This is a wonderful candidate situation for parallelization since:

• I can process each motif independently
• I can assign each motif to a single processor
• Workers/processes don’t have to communicate
• They write their output to a separate files (not a shared one so they don’t have to fight over access to it)

I quickly googled following resource by Max Gordon which demonstrates that basic implementation of parallelization (in simple cases like this one) can be very straightforward in R:

library(parallel)

list<-c("CGG","CGGT","CG","CGT") #my loooong list of motifs, shortened for illustration purposes

# Calculate the number of cores
no_cores <- detectCores() - 1
# Initiate cluster
cl <- makeCluster(no_cores,type="FORK")

print("PARALLEL")
ptm <- proc.time() #start timer
parLapply(cl, list,
 function(motif)
 processMotif(motif) #PROCESS EACH MOTIF INDIVIDUALLY
 )
stopCluster(cl)
proc.time() - ptm

print("NON-PARALLEL")
ptm <- proc.time()
for (motif in list) { 
 processMotif(motif)
}
proc.time() - ptm #stop timer

Let’s check how much time this chunk takes to run:

   user  system elapsed 

908.340 300.906 432.906

And let’s compare that with the for-loop solution:

   user  system elapsed

8544.826 3079.385 6089.453

Happy paralleLAZYing!

(The code was run on GNU/Linux with 64 processors and 500GB RAM.)

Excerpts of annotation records

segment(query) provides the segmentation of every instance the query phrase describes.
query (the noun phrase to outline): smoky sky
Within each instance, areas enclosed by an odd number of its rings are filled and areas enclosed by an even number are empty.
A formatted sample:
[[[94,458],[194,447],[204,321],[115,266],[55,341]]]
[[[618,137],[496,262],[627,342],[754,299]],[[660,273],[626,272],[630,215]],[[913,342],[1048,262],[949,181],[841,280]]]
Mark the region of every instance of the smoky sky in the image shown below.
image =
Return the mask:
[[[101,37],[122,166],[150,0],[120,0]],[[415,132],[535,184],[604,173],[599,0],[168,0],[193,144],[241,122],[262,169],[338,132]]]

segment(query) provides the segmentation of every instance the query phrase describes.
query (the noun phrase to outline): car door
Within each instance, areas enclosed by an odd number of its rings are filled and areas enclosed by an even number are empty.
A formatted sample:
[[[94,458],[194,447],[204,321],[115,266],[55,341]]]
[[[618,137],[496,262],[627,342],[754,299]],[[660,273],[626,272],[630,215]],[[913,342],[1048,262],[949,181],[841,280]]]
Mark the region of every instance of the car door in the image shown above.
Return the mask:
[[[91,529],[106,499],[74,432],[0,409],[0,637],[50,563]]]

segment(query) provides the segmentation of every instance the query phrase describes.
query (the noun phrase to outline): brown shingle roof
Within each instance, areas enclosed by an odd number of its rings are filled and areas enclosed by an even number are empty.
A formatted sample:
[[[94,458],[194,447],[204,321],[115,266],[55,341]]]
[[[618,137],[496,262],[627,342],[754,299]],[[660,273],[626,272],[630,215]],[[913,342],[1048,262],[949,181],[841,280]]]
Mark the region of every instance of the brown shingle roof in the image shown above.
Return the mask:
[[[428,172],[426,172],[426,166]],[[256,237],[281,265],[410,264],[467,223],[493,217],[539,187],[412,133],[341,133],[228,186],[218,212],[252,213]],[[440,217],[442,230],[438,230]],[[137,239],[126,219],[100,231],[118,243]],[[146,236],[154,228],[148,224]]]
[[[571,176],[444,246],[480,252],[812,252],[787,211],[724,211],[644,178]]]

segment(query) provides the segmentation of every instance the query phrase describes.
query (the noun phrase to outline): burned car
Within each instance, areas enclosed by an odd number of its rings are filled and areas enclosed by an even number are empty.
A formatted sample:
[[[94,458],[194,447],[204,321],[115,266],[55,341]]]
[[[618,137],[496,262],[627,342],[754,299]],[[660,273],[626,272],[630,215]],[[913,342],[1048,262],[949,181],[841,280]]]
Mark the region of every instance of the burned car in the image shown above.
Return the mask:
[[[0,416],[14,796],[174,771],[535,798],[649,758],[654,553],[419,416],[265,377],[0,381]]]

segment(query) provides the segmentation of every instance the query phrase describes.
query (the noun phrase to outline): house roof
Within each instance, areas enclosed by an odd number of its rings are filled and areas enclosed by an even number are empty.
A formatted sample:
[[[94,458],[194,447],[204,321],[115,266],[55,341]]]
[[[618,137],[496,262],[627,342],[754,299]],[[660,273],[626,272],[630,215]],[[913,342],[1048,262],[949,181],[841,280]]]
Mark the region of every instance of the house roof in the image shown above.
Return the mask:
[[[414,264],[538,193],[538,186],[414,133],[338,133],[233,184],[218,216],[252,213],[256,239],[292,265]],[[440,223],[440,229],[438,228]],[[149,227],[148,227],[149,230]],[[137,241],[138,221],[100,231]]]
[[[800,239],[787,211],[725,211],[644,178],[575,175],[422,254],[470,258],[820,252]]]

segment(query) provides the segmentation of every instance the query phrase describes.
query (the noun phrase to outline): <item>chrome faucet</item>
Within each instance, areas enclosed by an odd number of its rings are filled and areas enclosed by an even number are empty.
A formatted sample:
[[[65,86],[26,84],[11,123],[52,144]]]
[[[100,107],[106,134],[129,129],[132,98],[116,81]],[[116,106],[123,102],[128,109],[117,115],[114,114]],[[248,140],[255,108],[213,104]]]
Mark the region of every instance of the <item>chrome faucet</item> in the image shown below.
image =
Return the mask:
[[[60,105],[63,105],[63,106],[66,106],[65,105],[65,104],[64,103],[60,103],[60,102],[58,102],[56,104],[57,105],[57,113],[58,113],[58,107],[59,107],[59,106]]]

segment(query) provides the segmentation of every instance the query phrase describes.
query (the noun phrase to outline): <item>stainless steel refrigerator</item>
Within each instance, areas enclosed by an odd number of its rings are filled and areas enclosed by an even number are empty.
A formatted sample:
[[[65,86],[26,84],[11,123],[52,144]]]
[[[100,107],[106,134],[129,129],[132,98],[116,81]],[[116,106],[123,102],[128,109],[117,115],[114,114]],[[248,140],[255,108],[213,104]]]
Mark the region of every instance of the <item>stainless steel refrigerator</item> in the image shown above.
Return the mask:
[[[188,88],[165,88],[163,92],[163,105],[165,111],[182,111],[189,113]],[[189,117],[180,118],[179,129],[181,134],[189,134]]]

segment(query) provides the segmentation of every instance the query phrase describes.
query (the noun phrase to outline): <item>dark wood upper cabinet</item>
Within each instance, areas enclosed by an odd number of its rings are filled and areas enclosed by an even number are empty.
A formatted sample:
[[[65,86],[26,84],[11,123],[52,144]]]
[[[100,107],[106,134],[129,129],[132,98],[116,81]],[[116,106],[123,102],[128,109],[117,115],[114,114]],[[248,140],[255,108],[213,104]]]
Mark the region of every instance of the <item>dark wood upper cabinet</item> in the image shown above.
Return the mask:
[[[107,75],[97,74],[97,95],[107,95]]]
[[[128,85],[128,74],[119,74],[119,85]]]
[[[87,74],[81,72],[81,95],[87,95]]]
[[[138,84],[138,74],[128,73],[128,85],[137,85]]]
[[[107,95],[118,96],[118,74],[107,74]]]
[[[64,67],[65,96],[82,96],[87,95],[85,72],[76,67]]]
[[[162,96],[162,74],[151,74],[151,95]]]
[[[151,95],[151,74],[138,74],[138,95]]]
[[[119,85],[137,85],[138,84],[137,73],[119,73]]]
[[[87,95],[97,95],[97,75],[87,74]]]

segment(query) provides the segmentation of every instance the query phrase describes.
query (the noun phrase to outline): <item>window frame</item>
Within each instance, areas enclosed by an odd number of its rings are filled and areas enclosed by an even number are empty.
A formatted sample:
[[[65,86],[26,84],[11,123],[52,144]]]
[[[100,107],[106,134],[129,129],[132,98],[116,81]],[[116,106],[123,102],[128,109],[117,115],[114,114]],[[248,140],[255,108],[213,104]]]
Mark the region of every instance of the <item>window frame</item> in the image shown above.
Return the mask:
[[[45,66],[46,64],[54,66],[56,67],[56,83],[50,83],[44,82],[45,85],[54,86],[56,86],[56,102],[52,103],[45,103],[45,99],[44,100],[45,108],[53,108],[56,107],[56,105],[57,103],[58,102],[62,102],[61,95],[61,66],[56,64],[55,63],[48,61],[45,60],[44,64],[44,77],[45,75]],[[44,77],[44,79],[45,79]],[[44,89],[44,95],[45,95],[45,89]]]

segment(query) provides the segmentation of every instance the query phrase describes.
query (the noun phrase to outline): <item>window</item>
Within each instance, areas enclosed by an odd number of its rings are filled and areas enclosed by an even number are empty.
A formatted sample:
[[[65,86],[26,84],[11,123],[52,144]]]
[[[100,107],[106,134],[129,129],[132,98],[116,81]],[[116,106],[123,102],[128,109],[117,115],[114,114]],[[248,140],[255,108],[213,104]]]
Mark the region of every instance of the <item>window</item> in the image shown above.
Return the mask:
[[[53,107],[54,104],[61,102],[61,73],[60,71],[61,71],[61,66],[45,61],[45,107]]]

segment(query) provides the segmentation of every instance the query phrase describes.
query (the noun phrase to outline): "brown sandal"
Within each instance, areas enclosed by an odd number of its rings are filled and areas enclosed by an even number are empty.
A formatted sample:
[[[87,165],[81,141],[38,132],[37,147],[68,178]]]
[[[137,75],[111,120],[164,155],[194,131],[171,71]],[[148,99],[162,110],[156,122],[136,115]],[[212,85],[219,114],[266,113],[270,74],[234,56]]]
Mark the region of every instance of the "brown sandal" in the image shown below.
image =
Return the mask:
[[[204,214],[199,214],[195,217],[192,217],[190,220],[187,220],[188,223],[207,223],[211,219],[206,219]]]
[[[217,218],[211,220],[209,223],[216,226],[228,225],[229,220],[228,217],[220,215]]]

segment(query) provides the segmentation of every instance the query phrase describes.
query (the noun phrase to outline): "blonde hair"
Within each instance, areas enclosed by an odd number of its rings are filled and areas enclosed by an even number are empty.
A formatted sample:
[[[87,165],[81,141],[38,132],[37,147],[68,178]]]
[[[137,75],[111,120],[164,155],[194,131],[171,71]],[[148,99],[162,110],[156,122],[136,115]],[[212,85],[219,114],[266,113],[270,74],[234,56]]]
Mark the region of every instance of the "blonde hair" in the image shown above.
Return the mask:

* **Work instructions**:
Reproduce the R parallelization code starting at "# Calculate the" and ending at "stopCluster(cl)", changing "no_cores" to "n_workers" wherever it occurs.

* **Written solution**:
# Calculate the number of cores
n_workers <- detectCores() - 1
# Initiate cluster
cl <- makeCluster(n_workers,type="FORK")

print("PARALLEL")
ptm <- proc.time() #start timer
parLapply(cl, list,
 function(motif)
 processMotif(motif) #PROCESS EACH MOTIF INDIVIDUALLY
 )
stopCluster(cl)